Transcribe every record exactly, omitting none.

▶ _Data listing_
◇ ◇ ◇

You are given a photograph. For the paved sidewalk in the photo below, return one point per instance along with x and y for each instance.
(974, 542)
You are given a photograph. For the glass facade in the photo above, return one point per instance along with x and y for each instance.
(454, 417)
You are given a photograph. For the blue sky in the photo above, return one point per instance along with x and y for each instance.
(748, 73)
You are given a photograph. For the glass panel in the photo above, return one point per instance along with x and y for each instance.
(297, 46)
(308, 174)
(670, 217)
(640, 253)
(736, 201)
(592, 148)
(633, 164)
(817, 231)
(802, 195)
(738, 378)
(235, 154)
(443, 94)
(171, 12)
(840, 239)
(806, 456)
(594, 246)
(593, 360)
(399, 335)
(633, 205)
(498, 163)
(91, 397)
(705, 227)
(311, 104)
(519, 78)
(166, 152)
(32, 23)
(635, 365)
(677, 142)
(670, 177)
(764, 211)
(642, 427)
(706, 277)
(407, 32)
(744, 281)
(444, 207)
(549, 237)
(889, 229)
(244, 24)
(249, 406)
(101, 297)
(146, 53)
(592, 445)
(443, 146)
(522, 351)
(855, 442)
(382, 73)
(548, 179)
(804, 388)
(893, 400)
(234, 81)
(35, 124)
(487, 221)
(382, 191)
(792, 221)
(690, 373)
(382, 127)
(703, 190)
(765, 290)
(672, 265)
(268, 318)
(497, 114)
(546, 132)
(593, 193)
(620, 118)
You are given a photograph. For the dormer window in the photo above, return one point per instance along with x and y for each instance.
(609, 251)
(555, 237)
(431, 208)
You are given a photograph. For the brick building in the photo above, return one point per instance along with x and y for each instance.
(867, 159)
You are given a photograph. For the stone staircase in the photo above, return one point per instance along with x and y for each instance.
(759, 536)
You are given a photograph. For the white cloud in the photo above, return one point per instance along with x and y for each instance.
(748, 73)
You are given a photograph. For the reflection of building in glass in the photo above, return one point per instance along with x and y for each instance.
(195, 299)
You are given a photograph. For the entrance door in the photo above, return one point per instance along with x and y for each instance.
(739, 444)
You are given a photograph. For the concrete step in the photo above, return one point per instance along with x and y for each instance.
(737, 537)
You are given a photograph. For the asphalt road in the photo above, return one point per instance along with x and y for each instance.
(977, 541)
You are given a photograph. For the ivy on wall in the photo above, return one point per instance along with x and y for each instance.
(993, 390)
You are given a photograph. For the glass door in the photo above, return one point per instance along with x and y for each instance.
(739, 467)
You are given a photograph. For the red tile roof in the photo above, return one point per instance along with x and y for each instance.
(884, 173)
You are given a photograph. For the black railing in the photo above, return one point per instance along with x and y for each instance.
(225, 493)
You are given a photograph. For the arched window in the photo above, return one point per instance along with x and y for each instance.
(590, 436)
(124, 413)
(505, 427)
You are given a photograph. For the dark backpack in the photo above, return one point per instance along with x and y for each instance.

◇ ◇ ◇

▶ _Task solution_
You are given a photograph. For the paved sidewalk in the photo below, return one point per instance along with x and y for each instance.
(974, 542)
You are given a photograph. For the glass facade in the photo above, return one point per instance along with x and y for each instance.
(454, 417)
You are given a photograph. For the blue sky in the photo above, return one point per instance along with x and y for each instance.
(748, 73)
You are given a photograph. For the glass panel in the photo above, return one point per instance along with x and y for each instance.
(297, 46)
(308, 174)
(670, 217)
(640, 253)
(736, 201)
(592, 148)
(633, 164)
(817, 231)
(802, 195)
(738, 378)
(235, 154)
(443, 94)
(171, 12)
(840, 239)
(806, 456)
(594, 246)
(593, 360)
(399, 335)
(633, 205)
(498, 163)
(91, 397)
(705, 227)
(311, 104)
(519, 78)
(166, 152)
(32, 23)
(635, 365)
(677, 142)
(670, 177)
(764, 211)
(642, 427)
(706, 277)
(407, 32)
(744, 281)
(444, 207)
(549, 237)
(889, 229)
(244, 24)
(249, 406)
(101, 297)
(146, 53)
(592, 445)
(443, 146)
(522, 351)
(855, 442)
(382, 73)
(548, 179)
(804, 388)
(893, 400)
(234, 81)
(35, 124)
(487, 221)
(382, 191)
(792, 221)
(690, 373)
(382, 127)
(703, 190)
(765, 290)
(672, 265)
(268, 318)
(497, 114)
(546, 132)
(593, 193)
(620, 118)
You are given a photograph. For the dormer window in the photo above, return one point per instance along with x and y for each instance.
(609, 251)
(555, 237)
(431, 208)
You are given a photograph. For the brick building in the photo above, return one point per instance along with x and y for each instance.
(867, 159)
You are given a photograph. For the stone staircase in the photo above, return one point per instance along with x and y for each instance.
(759, 536)
You are given a photograph. For the white cloud in the photo above, return one point per instance along with x and y for each instance.
(748, 73)
You are given a photograph. For the reflection of building in glass in the photo above, return one point per instance along with x and y for each instance.
(195, 299)
You are given a photograph. For the entrance door in the photo above, return one point per instance along with x and y for each instance.
(739, 444)
You are given a photograph. For the concrete step in the photo above, return one point per instance along with x and y for each instance.
(737, 537)
You are given a photograph. For the asphalt road in the photo above, return one point per instance along with x and y for each instance.
(977, 541)
You are given a photograph. For the ivy on wall in the photo above, return one point per instance along with x and y for each instance.
(993, 390)
You are given a photograph. For the glass door in the photo above, return one point per instance along with x and y for each instance.
(739, 467)
You are given a photograph. For the red tile roof in the photo above, return one point per instance along with x and y for each instance.
(884, 173)
You are given a photograph. For the black railing in the photo above, return one point per instance along with x and y for each instance.
(225, 493)
You are given a photograph. For the arched window in the photo above, return one point per instance along with x and y for each instance.
(590, 436)
(124, 413)
(505, 427)
You are given a photograph. For the dark backpack in the photo above, return one point per instance along with x and y for each instance.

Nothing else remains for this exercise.